Dados de trabalho:
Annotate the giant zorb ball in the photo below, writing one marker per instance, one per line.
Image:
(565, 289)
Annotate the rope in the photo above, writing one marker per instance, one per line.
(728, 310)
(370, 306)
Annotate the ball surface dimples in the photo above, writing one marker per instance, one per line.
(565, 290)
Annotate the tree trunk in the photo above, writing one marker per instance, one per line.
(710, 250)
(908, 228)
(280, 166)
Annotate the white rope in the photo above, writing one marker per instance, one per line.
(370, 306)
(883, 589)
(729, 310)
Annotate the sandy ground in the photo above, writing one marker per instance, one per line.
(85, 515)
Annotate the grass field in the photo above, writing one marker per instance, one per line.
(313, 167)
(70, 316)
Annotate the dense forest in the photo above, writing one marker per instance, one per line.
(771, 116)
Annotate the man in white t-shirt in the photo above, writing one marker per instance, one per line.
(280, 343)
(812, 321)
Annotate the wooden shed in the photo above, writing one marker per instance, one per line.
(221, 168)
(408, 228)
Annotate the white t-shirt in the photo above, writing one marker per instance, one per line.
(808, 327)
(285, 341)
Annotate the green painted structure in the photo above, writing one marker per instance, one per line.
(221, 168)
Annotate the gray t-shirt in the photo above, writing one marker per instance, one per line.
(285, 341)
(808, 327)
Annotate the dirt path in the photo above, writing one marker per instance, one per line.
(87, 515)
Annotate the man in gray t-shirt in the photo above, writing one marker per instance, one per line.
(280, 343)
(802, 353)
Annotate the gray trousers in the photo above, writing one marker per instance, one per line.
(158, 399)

* * *

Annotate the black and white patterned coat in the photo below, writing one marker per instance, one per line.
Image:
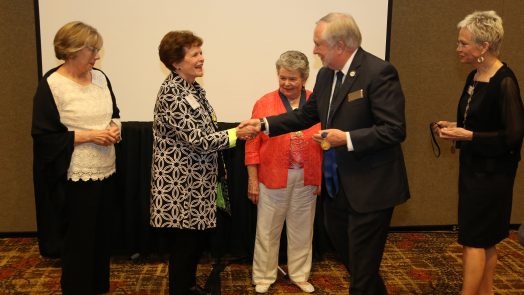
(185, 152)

---

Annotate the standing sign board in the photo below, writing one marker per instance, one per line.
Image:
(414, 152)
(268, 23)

Exercício escrito:
Devolva cada linha dos registros acima em que aparece a palavra "ball", levando em conta a diferença entre maiúsculas e minúsculas.

Resposta completa:
Annotate the giant zorb ball in the photo below, writing one marker per instance, one per line.
Annotate the ball surface dimples in the photo above, writing one marker per instance, one per line.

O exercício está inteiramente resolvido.